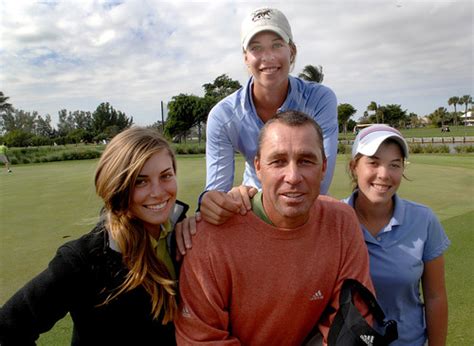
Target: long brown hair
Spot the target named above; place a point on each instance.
(115, 177)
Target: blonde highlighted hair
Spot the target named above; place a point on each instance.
(115, 177)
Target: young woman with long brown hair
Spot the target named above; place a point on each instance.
(118, 282)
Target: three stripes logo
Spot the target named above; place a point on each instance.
(367, 339)
(317, 296)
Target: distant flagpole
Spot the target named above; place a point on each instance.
(162, 118)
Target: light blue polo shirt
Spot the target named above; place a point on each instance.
(233, 126)
(397, 255)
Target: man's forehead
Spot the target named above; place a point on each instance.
(282, 139)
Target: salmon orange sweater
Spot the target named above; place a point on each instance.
(247, 282)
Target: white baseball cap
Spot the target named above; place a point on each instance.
(265, 19)
(368, 141)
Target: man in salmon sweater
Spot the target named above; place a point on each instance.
(269, 277)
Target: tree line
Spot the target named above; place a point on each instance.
(187, 115)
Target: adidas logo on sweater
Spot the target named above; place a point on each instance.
(368, 339)
(317, 296)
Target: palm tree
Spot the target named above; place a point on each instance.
(378, 111)
(466, 100)
(453, 101)
(344, 112)
(312, 73)
(4, 105)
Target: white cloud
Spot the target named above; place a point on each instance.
(76, 54)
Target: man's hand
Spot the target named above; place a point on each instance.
(217, 206)
(243, 194)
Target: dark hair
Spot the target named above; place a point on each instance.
(293, 119)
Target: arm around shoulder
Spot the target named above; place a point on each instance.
(203, 317)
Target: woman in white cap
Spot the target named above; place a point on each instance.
(234, 123)
(405, 240)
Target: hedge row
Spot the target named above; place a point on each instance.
(78, 152)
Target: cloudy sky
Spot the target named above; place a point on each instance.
(133, 54)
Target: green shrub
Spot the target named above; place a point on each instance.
(343, 148)
(428, 149)
(463, 149)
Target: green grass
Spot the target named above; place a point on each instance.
(44, 205)
(456, 131)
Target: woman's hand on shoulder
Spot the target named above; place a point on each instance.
(185, 230)
(217, 206)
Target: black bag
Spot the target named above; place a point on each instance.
(350, 328)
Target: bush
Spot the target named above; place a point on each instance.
(428, 149)
(463, 149)
(54, 153)
(343, 148)
(183, 149)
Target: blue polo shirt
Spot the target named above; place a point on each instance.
(397, 255)
(233, 126)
● ● ● ● ●
[ABOUT THIS EXERCISE]
All lines with the word "logo" need to be copied from the data above.

[EXERCISE ANSWER]
Target: three stripes logo
Target: adidas logo on sweater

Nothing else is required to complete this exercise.